:: Input records ::

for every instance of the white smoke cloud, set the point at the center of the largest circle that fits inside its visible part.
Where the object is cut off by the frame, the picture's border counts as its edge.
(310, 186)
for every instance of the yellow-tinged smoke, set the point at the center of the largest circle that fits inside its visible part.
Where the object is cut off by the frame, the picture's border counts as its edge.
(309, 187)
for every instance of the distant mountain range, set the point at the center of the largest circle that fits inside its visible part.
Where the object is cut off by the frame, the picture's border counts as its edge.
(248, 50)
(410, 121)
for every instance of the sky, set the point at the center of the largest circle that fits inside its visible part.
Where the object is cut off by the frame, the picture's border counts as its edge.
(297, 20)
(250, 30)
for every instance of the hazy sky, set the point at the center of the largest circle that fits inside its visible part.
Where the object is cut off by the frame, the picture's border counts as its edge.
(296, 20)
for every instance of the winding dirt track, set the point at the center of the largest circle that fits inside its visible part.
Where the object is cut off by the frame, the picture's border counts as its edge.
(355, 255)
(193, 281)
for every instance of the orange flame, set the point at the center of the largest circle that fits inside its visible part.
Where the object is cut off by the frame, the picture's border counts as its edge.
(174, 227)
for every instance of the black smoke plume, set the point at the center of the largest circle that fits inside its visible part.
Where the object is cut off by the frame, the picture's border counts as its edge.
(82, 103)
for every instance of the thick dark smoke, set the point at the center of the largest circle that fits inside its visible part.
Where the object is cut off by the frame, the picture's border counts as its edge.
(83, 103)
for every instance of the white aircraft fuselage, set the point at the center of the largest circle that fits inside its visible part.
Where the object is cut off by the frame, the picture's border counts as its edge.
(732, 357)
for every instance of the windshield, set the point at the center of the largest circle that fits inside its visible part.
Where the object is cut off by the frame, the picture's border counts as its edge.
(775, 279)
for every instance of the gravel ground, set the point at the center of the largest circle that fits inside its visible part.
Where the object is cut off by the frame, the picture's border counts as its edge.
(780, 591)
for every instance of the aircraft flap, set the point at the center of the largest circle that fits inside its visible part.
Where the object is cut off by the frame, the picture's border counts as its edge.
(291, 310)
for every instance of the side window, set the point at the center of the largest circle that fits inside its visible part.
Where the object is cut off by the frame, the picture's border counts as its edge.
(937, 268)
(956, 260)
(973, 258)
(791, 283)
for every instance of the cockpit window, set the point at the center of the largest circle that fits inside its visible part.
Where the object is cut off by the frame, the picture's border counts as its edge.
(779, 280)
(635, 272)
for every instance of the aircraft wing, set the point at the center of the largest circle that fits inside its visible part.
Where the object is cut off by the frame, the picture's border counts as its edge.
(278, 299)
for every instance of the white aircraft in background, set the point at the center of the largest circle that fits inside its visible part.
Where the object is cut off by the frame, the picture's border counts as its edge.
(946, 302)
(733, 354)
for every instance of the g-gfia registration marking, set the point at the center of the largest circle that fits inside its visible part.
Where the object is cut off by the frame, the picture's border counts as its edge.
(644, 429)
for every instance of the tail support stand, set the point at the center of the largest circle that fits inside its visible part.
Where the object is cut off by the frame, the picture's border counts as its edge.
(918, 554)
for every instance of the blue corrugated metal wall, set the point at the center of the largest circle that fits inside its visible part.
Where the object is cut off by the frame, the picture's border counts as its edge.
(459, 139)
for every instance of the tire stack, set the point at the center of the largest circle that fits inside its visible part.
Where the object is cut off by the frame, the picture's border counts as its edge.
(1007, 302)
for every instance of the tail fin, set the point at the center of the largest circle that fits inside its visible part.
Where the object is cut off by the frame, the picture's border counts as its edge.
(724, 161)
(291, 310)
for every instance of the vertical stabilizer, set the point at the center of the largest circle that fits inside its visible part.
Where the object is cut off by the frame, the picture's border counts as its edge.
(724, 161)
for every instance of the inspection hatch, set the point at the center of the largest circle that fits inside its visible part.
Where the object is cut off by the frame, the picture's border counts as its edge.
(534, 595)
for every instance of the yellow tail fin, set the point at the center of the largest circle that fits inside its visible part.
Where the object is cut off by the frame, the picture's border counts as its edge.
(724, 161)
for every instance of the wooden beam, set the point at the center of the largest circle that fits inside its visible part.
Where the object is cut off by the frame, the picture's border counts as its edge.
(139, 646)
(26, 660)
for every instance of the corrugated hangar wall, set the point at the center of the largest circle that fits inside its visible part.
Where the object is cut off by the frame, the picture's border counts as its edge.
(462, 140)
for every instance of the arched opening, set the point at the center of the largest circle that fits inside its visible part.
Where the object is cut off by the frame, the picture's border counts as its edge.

:::

◆ Written instruction: Copy every line of the entries above without changing anything.

◆ Solution to this task:
for every instance of the white smoke cloud, set the point at the center of the largest circle that fits inside its visible part.
Where the object is cut off by the frame, the picture's border counts as its edge.
(310, 186)
for every instance of the yellow-tinged smoke, set the point at the center of the largest circle that fits inside its visible part.
Where the object is cut off by the frame, the picture's border counts as its edge.
(309, 187)
for every instance of the distant mountain range, set the point at the center of the largest circle that fits inside its visible part.
Where the object is cut off by the frame, the picture's border counts as its edge.
(248, 50)
(410, 121)
for every instance of the sky, set the point at the center of the largest circle that fits inside its visible part.
Where the object is cut off by the frame, the picture's border counts as its edge.
(297, 20)
(250, 30)
for every instance of the hazy sky, set the point at the center of the largest circle that fits inside its visible part.
Where the object is cut off by the frame, the picture's border counts as its edge.
(296, 20)
for every instance of the winding dirt track, set the point at the center of the largest circle that fits inside its visible part.
Where the object is cut off by the frame, the picture's border counts as its edge.
(355, 255)
(193, 281)
for every instance of the orange flame, set the point at the center of the largest circle that fits inside its visible part.
Where the object is cut off by the frame, the picture's border counts as its edge.
(174, 227)
for every instance of the black smoke plume, set the point at the center of the largest circle that fits inside its visible part.
Where the object is cut off by the frame, the picture's border counts as its edge.
(82, 103)
for every instance of the thick dark smoke, set the point at the center of the largest circle that fits inside its visible part.
Where the object is cut off by the frame, the picture's border counts as its edge.
(83, 103)
for every instance of the white aircraft fuselage, set the point at the center of the largest circle that fits inside its visible part.
Where the object is cut off by the frame, the picture's border counts as its edge.
(732, 357)
for every instance of the windshield, set the point at the center of the largest circle that fits inside its visible part.
Where the object is cut off by the frame, the picture's border counts as its edge.
(775, 279)
for every instance of the gravel ground, set the point at the center of the largest circle that fits inside its visible part.
Where the object is cut off by the frame, the picture's border counts as its edge.
(780, 591)
for every instance of the aircraft flap, set the point at the center of the largest circle that fits inside its visible part.
Where the object is cut off by the frame, the picture's border counts as its edge.
(291, 310)
for every instance of the side window, set the point at the center of the largest circle that fits inside its visible part.
Where the object is cut off by the frame, the picture's border counts as its edge.
(937, 268)
(956, 260)
(973, 258)
(791, 283)
for every instance of the cockpit window, set the point at the center of the largest circle that fits inside its visible part.
Where the object is cut off by the frame, the picture's border counts as its edge.
(779, 280)
(635, 272)
for every instance of the aircraft wing, set the point at the center of the largest circle that fits inside its visible part.
Where the object is cut off by the frame, the picture's border counts as its edge.
(278, 299)
for every instance of the white aircraft in background, set the point at the center of the largest circle that fits inside its visible part.
Where the object is cut off by the frame, the picture's border counts as its edge.
(946, 302)
(733, 354)
for every instance of the g-gfia registration marking, set the point at the center of the largest circle that fits inside its visible part.
Where the object is cut off by the frame, the picture's border counts as its edge.
(644, 429)
for every instance of the tail support stand, set the point at the center of the largest circle that fits inside its visible part.
Where the object is cut off by the frame, the picture's border counts as its edge.
(918, 554)
for every instance of the blue corrugated metal wall, set the point at the center of the largest circle that fits inside its visible part.
Where the object is cut off by the frame, the picture's border counts as its edge.
(459, 139)
for every instance of the tire stack, set the point at the center of the largest circle that fits inside its visible part.
Where the object is cut off by the frame, the picture's border counts as its edge.
(1007, 302)
for every instance of the tail fin, set the point at the center of the largest circle that fits inside its visible part.
Where the object is cut off by the frame, the picture's border counts as its edge.
(724, 161)
(291, 310)
for every instance of the vertical stabilizer, set the point at the center of the largest circle that fits inside its visible part.
Where the object is cut off by the frame, the picture's border counts as its edge.
(724, 161)
for every instance of the inspection hatch, set the point at the center of the largest circle that fits inside its visible part.
Where the object is cut off by the frame, the picture's border counts as its edge.
(534, 595)
for every instance of the yellow tail fin, set the point at the center of the largest circle that fits inside its visible part.
Where the object is cut off by the frame, the picture's border counts as its edge.
(724, 161)
for every instance of the wooden beam, set the point at the center of the largest circle that fits inside its visible part.
Where the object is cut off by the frame, the picture's border counts as its edge.
(139, 646)
(26, 660)
for every instance of the corrugated hangar wall, set the point at the center of the largest circle that fits inside its visible part.
Where the object is cut off by the frame, the picture's border counts as its edge.
(462, 140)
for every instance of the arched opening, set the point at the center of the largest circle that fits inside its visible part.
Where the object is cut off by the frame, the picture's border counts as its edge.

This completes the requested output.